> **What is being asked**
In the dragonfly photography text, copy the passage that opens with the words "Oftentimes, I'll sit" and closes with "little and uninterested.)", substituting "stool" for "chair".
===== Source extract =====
How do you "catch" a dragonfly, that is, get close enough to photograph it? It helps to have a professional camera, fast shutter and a long lens, like a 200mm. Sometimes you can photograph them with a 105mm lens. To get this photo, I pretended to be part of a butterfly bush. I left my tripod behind and edged slowly, closer and closer, camera poised at the ready (a sudden movement and the dragonfly will be in the next zip code), focused, and clicked. A stiff breeze draped her wings over her head as if she were playing hide 'n seek.
Oftentimes, I'll sit in a chair and wait for them to return to the perch. They often do.
You can also drop to the ground (make yourself look little and uninterested.)
"Just as the sun was setting last night, I noticed many dragonflies flying in my backyard," Kareofelas said. "They were flying very quickly and very high, but every so often one would swoop down and land. When they do, you can approach slowly and get close. When you approach a perched dragonfly, slowly stoop as you get closer. Many times, if you do not appear larger as you get closer, the dragonfly does not realize you are getting close."
===== Information shown =====
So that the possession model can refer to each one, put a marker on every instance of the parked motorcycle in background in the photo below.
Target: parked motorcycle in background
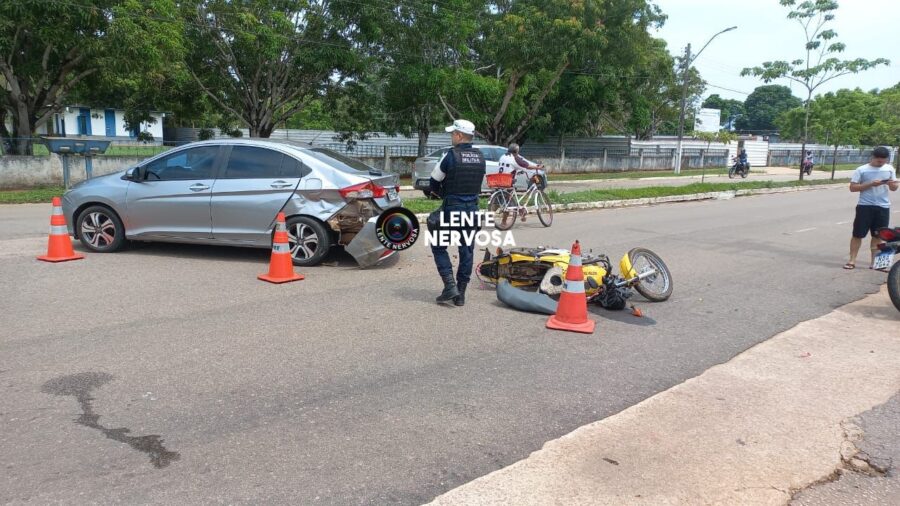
(883, 260)
(738, 168)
=====
> **Output of the exercise**
Oftentimes, I'll sit in a stool and wait for them to return to the perch. They often do.
You can also drop to the ground (make yourself look little and uninterested.)